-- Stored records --
◆ ◆ ◆ ◆ ◆

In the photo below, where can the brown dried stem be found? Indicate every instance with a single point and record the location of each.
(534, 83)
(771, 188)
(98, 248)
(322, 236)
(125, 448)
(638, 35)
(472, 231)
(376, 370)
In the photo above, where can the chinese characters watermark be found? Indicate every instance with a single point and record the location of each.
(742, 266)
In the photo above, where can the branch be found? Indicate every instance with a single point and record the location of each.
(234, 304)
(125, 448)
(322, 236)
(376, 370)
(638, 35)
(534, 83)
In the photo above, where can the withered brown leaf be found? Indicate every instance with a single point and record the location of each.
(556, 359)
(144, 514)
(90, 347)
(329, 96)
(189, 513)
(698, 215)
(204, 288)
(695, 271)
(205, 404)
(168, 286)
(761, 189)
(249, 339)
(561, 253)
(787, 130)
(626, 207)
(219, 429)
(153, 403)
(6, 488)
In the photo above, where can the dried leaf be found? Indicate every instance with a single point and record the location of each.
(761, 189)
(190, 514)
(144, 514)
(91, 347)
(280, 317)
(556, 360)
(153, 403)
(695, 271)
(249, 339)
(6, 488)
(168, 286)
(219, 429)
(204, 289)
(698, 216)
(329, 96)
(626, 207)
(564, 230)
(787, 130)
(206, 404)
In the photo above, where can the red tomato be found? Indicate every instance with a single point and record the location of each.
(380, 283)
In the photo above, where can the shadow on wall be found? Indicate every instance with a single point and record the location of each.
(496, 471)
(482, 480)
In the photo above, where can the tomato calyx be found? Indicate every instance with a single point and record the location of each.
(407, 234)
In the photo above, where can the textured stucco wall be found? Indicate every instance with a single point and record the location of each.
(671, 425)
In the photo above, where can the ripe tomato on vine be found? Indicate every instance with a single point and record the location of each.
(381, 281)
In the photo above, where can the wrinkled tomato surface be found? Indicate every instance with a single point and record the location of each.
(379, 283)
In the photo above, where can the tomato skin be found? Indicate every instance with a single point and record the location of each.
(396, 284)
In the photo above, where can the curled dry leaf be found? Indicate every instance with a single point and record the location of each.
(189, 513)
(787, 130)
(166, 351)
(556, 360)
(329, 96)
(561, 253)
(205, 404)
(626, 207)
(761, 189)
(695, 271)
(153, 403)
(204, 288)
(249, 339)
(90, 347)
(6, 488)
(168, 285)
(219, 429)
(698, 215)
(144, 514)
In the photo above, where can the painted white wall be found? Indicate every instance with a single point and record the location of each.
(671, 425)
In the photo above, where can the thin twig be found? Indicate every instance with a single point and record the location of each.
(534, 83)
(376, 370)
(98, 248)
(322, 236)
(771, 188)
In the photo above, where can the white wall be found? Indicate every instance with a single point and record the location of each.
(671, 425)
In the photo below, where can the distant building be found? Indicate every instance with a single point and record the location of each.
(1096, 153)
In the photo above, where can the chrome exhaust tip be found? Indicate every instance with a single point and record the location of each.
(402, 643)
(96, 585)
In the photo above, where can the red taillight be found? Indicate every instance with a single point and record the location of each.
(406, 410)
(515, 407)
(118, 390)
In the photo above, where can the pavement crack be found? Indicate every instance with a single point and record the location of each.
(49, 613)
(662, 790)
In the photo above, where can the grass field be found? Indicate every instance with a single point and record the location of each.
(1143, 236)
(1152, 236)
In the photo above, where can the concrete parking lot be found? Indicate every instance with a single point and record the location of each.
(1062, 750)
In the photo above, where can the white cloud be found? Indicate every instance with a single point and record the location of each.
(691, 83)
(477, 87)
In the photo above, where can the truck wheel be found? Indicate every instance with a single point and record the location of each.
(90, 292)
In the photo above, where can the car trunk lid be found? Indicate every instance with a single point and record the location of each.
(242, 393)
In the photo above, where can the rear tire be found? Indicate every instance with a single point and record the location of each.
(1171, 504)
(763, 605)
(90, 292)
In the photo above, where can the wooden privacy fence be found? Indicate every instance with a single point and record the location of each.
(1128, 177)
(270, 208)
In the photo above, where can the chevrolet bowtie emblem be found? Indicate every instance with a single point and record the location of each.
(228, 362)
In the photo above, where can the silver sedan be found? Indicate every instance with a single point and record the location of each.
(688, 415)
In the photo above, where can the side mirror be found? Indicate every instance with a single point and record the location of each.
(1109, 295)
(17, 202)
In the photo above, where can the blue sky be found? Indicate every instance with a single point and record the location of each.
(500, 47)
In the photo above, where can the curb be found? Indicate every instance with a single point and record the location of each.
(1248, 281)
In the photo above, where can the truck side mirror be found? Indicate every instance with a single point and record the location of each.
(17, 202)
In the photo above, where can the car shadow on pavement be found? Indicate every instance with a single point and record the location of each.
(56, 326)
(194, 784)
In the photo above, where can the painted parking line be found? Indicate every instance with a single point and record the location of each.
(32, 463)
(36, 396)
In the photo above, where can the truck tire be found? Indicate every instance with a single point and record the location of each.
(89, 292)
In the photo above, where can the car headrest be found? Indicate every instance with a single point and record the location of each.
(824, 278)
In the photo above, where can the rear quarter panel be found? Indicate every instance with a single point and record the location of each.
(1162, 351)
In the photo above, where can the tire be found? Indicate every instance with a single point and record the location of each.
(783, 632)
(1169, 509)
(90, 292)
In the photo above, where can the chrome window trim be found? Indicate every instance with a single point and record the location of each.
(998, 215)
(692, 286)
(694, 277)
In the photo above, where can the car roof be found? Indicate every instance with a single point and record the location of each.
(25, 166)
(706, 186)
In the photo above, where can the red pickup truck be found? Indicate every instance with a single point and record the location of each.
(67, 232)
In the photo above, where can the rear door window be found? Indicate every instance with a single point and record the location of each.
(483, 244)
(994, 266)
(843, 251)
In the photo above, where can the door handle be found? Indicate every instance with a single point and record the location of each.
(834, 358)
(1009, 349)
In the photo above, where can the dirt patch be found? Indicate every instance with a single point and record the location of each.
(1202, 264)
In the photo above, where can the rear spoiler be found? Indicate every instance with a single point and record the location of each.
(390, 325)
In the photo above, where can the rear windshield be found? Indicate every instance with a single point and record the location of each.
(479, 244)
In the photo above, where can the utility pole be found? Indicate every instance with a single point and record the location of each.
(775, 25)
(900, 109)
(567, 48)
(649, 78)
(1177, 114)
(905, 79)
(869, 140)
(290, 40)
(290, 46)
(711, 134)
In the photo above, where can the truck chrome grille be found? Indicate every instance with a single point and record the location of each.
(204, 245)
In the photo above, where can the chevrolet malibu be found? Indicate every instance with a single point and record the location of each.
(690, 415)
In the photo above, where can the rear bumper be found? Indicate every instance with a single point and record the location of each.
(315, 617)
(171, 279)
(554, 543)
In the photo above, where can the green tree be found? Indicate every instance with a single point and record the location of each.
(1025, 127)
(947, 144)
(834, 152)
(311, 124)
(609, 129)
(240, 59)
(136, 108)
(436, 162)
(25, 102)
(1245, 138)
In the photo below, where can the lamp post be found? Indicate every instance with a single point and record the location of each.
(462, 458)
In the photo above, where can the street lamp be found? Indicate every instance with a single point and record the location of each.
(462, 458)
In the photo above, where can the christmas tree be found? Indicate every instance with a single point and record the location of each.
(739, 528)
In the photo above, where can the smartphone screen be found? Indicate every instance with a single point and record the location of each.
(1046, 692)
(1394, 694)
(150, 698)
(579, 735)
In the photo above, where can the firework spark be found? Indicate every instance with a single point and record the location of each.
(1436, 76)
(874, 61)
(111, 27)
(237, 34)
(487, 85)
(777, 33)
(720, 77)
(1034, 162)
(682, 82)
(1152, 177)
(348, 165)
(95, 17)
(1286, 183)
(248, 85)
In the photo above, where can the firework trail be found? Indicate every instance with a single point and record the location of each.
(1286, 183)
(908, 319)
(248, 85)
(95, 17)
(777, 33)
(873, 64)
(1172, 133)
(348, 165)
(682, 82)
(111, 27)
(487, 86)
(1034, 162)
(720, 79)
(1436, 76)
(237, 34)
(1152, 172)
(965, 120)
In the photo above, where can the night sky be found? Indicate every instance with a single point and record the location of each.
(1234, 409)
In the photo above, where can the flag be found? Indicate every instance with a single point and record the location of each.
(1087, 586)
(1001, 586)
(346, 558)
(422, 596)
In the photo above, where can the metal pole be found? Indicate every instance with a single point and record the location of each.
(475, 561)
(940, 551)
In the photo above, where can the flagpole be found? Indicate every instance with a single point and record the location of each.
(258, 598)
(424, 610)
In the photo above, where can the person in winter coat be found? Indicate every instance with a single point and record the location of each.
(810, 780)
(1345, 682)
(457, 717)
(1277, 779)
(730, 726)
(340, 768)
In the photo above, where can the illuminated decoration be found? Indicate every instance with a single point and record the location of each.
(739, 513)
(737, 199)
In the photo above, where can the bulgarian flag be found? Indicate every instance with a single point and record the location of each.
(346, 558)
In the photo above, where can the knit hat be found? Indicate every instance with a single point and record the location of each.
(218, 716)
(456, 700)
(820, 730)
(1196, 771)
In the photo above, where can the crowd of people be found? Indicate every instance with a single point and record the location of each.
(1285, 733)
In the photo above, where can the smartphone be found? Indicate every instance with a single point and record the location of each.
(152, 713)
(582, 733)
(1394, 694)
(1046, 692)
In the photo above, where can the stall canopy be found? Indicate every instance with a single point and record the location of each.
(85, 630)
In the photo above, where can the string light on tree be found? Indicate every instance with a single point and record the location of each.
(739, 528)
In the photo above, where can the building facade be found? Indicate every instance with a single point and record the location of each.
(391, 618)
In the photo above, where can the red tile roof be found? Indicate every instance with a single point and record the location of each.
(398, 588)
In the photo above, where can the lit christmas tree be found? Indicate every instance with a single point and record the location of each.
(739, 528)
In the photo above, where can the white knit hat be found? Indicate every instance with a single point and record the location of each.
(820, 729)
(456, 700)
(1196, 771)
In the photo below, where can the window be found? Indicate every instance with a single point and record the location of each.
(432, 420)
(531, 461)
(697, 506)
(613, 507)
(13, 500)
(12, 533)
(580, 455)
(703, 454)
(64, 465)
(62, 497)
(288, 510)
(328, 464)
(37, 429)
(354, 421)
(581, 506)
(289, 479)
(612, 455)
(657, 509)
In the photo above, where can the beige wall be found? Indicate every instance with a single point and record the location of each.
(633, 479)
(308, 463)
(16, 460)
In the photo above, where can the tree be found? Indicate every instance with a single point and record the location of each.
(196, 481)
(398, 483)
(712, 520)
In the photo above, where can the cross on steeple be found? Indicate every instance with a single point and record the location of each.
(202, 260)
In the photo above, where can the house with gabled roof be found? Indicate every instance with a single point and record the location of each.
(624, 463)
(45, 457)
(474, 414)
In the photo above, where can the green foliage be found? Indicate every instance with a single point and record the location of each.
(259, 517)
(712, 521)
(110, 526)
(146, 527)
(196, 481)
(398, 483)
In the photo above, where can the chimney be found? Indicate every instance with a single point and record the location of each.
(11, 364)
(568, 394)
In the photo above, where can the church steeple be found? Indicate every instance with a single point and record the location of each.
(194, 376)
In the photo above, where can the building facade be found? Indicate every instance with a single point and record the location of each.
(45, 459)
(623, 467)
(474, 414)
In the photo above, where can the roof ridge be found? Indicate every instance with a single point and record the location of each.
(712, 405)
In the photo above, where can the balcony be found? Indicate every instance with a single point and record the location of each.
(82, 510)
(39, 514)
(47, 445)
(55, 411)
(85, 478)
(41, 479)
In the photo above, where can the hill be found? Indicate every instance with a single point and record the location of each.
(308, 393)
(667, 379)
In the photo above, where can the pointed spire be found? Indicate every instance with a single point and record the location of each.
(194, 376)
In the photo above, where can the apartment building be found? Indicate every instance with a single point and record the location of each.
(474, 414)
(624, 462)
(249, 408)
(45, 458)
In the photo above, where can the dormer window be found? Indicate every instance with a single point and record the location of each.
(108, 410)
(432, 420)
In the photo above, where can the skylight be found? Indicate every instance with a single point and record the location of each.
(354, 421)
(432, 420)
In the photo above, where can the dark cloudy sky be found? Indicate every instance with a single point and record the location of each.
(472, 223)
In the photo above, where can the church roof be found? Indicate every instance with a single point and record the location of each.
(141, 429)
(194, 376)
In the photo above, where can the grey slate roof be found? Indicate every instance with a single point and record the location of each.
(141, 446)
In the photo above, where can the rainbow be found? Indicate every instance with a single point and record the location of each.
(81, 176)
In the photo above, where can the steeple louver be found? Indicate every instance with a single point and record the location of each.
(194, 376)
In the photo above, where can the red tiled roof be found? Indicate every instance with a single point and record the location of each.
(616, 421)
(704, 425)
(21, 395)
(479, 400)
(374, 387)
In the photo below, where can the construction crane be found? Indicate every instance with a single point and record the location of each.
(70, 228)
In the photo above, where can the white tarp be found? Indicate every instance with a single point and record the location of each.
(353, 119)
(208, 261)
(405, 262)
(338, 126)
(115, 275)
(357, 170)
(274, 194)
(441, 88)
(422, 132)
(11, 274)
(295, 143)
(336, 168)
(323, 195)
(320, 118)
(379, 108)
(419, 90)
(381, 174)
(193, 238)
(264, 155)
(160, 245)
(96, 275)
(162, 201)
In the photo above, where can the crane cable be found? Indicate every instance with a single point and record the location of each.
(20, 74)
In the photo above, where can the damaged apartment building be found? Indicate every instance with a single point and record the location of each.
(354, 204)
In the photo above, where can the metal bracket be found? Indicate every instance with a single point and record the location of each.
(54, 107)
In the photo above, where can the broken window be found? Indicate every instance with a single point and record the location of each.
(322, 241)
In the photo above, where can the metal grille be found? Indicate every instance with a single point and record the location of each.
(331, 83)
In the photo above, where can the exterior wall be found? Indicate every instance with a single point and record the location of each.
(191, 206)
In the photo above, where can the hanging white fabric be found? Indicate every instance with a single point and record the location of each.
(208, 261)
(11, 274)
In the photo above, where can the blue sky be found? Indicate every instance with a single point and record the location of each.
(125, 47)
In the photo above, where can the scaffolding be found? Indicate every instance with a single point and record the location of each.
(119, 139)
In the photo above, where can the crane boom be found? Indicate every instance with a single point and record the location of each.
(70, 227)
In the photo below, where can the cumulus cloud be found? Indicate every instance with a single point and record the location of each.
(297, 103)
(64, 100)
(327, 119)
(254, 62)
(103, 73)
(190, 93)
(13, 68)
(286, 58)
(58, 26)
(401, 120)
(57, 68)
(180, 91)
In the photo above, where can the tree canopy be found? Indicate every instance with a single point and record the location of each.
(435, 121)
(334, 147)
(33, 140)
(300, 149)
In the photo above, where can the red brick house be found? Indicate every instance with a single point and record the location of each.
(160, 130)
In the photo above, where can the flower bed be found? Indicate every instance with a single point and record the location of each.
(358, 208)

◆ ◆ ◆ ◆ ◆

-- TASK DIRECTIONS --
Only the lines from the one with "In the photo above, where can the hanging" through the final line above belong in the answer, each reproduced word for word.

-- ANSWER SPACE --
In the photo above, where can the hanging white fabric be found? Indicate every instance with a single point and record the location of each.
(208, 261)
(11, 274)
In the photo above, where can the blue sky be found? Indicate every instance with a single point and record the location of each.
(125, 47)
In the photo above, where can the scaffolding be found? Indicate every instance with a single point and record the location of each.
(119, 139)
In the photo above, where can the crane boom be found? Indicate every instance with a single point and record the location of each.
(70, 227)
In the photo below, where can the cumulus cloud be found? Indicate every instance with a single point and record the location of each.
(297, 103)
(64, 100)
(327, 119)
(254, 62)
(103, 73)
(190, 93)
(13, 68)
(286, 58)
(58, 26)
(401, 120)
(57, 68)
(180, 91)
In the photo above, where can the tree canopy be found? Indicate every instance with a single point and record the location of each.
(435, 121)
(334, 147)
(33, 140)
(300, 149)
In the photo above, where can the red brick house be found? Indicate every instance with a single point and record the location of each.
(160, 130)
In the photo above, where can the flower bed be found? Indicate every instance with a single point and record the location of each.
(358, 208)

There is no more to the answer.